Okay. That worked. No wrong entries today either which always feels great. I could spot my bugs on the example output. The bug today was that while I realized right away that I need to count X as neighbors, I forgot that I needed to count X as self too. So I was done in a li’l less than an hour (three quarters rather) which is fine. More than yesterday but that’s OK. I had to implement all this 2D neighbors stuff. I liked the idea of using parse since it just elides voids.

Dec 5th

(define ((in-ranges? ranges) ingredient)
  (any (fn (<= (first x) ingredient (second x))) ranges))

(define (count-fresh)
  (receive (ranges ingredients)
      (break number?
             (with (read-list)
               (strse* it
                       (: (=> start integer) "-" (=> end integer))
                       (conc "(" start " " end ")"))))
    (count (in-ranges? ranges) ingredients)))

Today was a real head-scratcher because it seemed to me part 1 is a subset of December 2nd and part 2 is even easier than part one. Then I realized that the difference is that unlike December 2nd, this time our input data have overlapping ranges (something I checked for on Dec 2nd but almost forgot to do here). I’m grateful that the test input also did, or I would’ve wasted a guess on the real thing. Joining the ranges is just a smop once you know that it’s there.

(define (join-ranges single) single)

(define (join-ranges (and ((had hadd) (nak nadk) . tail) (hd . tl)))
  (if (<= nak hadd)
      (join-ranges (cons (list had (biggest hadd nadk)) tail))
      (cons hd (join-ranges tl))))

(define (count-fresh)
  (fold
   (fn
    (+ y 1 (second x) (- (first x)))) 0
   (join-ranges
    (sort
     (take-while
      list?
      (with (read-list)
        (strse* it
                (: (=> start integer) "-" (=> end integer))
                (conc "(" start " " end ")"))))))))

Dec 6th

(define (pivot table) (cons (map car table) (pivot (map cdr table))))

(define (pivot (? (c every null?) table)) '())

(define (cephaluate)
  (reduce + 0
          (map (o eval (c map string->read) reverse)
               (pivot
                (map string-split (read-lines))))))

Oh, wow, here’s what I’ve been dreading: an easy part 1 followed by a seemingly completely different part 2!

(define ((space-pad gl) str)
  (conc str (make-string (- gl (string-length str)) #\space)))

(define (cephaluate)
  (let* ((lines (read-lines))

§ Extracted entries
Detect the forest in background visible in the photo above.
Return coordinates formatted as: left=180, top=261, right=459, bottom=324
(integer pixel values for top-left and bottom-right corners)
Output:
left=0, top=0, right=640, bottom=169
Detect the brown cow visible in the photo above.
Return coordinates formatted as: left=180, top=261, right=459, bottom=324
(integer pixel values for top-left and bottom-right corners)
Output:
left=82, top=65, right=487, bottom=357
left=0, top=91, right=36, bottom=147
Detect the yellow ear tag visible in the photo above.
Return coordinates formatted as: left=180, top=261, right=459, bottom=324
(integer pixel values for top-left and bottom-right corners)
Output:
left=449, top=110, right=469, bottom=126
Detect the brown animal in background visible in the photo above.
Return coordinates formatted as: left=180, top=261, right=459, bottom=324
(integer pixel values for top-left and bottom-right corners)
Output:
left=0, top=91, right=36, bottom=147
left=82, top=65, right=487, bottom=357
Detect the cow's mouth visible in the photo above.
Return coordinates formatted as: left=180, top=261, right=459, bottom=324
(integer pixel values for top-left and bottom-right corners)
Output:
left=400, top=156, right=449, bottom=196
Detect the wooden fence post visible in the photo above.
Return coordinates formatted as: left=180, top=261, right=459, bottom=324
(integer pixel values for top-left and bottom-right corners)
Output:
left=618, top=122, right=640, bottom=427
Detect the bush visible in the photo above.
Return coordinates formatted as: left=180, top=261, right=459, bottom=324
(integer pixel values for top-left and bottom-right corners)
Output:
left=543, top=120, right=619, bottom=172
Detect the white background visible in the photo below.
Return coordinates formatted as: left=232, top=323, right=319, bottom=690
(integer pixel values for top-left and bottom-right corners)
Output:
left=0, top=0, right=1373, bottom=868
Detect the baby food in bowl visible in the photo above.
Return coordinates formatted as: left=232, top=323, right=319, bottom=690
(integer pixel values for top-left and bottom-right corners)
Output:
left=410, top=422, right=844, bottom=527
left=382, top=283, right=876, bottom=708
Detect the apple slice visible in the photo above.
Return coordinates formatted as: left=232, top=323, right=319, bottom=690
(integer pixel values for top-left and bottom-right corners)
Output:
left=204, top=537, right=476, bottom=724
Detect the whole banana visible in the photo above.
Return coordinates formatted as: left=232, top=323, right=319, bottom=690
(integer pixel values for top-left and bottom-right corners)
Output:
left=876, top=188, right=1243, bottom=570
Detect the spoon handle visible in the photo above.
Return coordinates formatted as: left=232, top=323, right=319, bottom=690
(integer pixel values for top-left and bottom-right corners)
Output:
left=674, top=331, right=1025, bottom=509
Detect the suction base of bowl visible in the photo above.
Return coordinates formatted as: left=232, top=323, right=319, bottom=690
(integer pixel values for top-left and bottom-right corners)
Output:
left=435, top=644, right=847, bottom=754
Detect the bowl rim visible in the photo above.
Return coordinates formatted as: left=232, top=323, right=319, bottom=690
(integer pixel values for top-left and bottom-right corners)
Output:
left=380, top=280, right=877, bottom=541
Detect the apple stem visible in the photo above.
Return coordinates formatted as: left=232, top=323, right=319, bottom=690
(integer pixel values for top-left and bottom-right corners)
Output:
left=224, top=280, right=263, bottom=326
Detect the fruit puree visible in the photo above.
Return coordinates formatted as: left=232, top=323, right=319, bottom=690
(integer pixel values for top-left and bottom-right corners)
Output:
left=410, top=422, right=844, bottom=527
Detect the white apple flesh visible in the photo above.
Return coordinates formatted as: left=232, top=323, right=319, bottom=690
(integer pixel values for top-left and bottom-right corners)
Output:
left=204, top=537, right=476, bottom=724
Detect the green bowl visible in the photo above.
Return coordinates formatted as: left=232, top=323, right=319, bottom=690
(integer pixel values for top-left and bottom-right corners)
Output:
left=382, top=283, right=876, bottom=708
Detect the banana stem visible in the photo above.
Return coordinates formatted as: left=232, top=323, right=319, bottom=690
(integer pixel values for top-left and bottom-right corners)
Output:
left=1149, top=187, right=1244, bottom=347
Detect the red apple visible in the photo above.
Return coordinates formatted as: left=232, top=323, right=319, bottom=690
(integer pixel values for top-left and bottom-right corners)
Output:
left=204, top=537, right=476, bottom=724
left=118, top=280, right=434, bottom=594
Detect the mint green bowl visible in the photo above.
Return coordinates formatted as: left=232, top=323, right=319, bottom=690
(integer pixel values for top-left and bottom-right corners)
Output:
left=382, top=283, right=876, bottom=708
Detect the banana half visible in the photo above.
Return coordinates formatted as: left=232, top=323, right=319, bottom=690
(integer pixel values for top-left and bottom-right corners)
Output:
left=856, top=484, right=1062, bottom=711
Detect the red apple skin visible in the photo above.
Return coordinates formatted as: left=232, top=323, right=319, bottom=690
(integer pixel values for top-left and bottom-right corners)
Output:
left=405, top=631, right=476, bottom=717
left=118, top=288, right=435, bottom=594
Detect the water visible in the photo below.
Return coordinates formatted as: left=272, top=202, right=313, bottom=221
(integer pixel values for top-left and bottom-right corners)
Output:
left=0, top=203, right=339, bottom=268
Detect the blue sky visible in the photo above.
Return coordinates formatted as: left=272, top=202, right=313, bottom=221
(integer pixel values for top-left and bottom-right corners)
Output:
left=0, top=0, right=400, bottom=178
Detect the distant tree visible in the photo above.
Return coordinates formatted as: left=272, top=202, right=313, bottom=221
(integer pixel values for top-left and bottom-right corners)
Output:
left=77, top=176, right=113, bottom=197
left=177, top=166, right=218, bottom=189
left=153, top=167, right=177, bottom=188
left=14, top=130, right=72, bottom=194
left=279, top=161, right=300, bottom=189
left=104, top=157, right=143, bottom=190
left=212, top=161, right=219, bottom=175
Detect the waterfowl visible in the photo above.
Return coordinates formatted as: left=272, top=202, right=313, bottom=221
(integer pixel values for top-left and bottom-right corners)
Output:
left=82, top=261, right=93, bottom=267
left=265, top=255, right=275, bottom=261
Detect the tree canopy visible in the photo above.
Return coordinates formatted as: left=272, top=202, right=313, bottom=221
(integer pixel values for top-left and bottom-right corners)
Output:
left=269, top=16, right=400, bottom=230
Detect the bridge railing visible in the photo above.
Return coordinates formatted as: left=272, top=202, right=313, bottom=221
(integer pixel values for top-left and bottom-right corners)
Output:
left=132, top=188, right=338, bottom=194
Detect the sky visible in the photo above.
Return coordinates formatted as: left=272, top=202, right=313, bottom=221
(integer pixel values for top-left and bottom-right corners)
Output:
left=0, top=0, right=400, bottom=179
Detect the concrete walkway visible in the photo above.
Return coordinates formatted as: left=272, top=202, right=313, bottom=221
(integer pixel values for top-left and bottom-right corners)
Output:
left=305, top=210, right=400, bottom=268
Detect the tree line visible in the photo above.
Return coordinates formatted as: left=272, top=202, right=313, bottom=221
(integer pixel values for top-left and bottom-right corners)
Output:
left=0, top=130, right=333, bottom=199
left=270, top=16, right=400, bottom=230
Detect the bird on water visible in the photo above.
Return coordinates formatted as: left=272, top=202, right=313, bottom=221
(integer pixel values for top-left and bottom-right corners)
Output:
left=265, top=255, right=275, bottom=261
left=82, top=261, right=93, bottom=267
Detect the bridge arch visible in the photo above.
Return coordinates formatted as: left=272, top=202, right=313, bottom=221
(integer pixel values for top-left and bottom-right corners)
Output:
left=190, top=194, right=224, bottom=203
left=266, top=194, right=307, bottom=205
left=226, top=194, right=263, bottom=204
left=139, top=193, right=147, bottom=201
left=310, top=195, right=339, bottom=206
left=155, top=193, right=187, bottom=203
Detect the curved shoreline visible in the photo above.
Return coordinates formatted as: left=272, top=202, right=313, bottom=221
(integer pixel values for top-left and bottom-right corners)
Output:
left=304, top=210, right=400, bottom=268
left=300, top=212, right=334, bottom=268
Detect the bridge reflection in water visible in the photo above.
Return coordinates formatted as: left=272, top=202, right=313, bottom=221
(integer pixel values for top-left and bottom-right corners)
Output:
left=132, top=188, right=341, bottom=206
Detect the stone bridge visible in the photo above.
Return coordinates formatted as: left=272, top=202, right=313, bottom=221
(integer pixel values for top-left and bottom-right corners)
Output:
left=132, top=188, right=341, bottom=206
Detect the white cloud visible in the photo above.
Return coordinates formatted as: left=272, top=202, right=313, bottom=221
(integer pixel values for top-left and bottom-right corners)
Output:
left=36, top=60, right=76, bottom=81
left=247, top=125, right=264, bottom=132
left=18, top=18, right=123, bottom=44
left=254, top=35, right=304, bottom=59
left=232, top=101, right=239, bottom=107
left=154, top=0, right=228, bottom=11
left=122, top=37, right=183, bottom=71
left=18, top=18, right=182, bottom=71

§ Written task 1
According to the puzzle notes, what made the Dec 5th input different from the December 2nd input?
§ Written task 2
Pick up the puzzle notes at the point where they stop, and continue them.
The entries aren't needed here.

§ Answer 1
This time the input data had overlapping ranges.

§ Answer 2
         (gl (biggest (map string-length lines))))
    (reduce + 0
            ((over (eval
                    (map string->read
                         (cons* ((as-list list last) (car x))
                                ((as-list butlast) (car x))
                                (cdr x)))))
             (parse (?-> string? (fn (if (strse? x "^ +$") (values close: open:) x)))
                    (append
                     (map list->string
                          (pivot
                           (map (o string->list (space-pad gl)) lines)))
                     (list close:)))))))

I live for this convoluted maps of maps of maps of maps stuff! Very fun problem.

Uh but if I were to try to explain how my program works… Hmm. From the inside out:
Reads all lines as lines.
Adds extra spaces to the end so all lines are the same length.

Pivots the lists so columns become rows and rows become columns.

Then with Acetone’s parse I split the problems into their own lists.

I split out the operator (that’s the list last, butlast stuff) and put it first then read and eval each problem.

Then finally I sum all those answers up.

Didn’t have any bugs today. I did put in two redundant reverses that still gave me the right answer; I found them and removed them after getting the star while making this write up.

Dec 7

(define-parameters splits 0)

(define (tachyon-count (prev current next . beams))
  ((over
    (when (and (eq? x #\S) (eq? y #\.)) (current i #\S))
    (when (and (eq? x #\S) (eq? y #\^))
      (splits (add1 (splits)))
      (next (sub1 i) #\S)
      (next (add1 i) #\S)))
   (prev) (current))
  (tachyon-count
   (cons* current next beams)))

(define (tachyon-count (last exit))
  (splits))

(define (tachyon-count)
  (tachyon-count (map call-string (read-lines))))

Now this is what I’m talking about! This is the longest I’ve spent on a part 1 so far. Even Dec 1st, which was my longest day, part 1 wasn’t where I got stuck. Here I knew what to do, it was just tricky to keep track of everything. Now onto part two of this wonderful puzzle!

After reading part two… what a let down! It’s just the non-idempotent version. Although smopping that together on a tired-brain day like today is easier said than done.

I apologize to the makers of Advent of Code for calling their hard work a let down, it’s just that the non-idempotent “naively recursive” version is what I almost wrote by accident for part 1. I checked myself in time before making that version so actually implementing it did take some time.

(define ((list->indices pred) lis)
  (filter-map (fn (and (pred x) y)) lis (iota (length lis))))

(define (tachyon-count prev (next . beams))
  (if (memq prev next)
      (+
       (tachyon-count (sub1 prev) beams)
       (tachyon-count (add1 prev) beams))
      (tachyon-count prev beams)))

(define (tachyon-count last '()) 1)

(define (tachyon-count)
  (with
   (remove
    empty?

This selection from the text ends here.